▶ GIVEN ENTRIES:
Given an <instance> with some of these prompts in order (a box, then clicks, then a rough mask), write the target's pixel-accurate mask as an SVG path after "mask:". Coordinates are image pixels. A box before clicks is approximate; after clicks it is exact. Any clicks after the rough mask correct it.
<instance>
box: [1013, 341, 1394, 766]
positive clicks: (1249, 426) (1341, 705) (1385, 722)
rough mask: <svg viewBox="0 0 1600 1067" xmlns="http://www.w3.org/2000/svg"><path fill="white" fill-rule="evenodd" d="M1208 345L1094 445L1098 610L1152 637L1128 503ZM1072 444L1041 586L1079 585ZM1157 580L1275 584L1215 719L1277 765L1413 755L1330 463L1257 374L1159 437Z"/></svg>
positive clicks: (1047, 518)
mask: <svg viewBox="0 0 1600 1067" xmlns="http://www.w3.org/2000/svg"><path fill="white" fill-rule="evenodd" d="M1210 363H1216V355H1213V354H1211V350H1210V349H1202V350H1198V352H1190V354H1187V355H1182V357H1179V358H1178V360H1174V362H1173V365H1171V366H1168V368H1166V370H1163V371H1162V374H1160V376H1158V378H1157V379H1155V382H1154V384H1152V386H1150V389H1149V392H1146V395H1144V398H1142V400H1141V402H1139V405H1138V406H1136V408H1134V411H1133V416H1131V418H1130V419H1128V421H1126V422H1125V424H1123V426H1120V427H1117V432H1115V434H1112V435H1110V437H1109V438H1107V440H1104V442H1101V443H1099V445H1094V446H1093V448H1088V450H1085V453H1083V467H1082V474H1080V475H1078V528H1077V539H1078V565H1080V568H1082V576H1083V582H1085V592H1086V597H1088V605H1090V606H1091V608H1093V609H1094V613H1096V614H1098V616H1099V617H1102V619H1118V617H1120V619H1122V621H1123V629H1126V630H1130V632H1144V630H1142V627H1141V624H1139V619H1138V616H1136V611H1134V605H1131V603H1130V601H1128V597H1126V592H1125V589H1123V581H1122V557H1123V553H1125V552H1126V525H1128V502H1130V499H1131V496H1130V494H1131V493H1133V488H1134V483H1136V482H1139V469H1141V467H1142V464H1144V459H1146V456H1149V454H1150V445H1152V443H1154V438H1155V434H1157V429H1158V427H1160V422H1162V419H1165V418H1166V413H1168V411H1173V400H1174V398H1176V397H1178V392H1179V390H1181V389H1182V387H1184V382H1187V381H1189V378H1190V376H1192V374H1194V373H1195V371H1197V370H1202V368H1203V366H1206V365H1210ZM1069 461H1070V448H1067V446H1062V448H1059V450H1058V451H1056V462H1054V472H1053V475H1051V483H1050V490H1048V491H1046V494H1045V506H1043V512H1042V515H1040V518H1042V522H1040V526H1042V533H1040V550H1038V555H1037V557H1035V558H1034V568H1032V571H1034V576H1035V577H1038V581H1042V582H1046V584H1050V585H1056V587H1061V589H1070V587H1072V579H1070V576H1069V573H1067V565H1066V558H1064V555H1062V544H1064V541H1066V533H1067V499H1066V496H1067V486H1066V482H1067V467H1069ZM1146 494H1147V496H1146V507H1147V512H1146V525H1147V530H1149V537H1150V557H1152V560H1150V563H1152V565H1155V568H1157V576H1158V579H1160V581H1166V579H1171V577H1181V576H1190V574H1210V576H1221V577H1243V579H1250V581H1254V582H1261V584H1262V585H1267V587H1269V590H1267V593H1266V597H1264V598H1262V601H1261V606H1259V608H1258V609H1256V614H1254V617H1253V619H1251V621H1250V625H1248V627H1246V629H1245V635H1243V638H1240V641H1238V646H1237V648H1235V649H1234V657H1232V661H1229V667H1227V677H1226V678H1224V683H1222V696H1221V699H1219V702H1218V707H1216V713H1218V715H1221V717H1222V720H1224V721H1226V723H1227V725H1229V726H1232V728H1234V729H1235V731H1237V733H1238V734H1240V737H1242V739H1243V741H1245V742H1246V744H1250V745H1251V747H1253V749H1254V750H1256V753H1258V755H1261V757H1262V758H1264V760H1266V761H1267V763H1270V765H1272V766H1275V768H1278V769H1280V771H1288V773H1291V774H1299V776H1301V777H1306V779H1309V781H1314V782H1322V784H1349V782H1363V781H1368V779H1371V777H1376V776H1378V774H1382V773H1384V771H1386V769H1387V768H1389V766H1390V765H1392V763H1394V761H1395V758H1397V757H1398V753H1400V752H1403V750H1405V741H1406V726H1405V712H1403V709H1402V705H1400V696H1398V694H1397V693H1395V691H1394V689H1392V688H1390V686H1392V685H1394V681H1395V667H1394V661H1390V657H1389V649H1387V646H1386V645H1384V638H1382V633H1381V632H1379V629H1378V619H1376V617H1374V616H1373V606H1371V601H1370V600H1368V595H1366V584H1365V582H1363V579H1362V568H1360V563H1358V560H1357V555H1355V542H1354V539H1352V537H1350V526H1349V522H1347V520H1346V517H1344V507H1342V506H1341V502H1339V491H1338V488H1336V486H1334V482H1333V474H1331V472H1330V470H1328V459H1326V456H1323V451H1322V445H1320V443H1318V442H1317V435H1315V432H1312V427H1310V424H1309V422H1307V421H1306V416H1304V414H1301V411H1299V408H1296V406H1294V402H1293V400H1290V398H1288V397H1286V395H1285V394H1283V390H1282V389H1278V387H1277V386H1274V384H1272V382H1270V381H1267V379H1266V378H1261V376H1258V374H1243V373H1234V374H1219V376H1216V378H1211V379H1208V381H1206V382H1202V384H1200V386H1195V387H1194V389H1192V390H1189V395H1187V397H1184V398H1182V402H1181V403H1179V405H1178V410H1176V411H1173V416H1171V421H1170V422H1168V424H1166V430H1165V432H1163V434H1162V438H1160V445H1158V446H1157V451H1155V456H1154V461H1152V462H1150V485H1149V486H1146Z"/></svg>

▶ TASK DETAILS:
Work out how many lines in the material above hold the word "instance"; answer with the number only.

▶ REPLY TO THE TASK:
2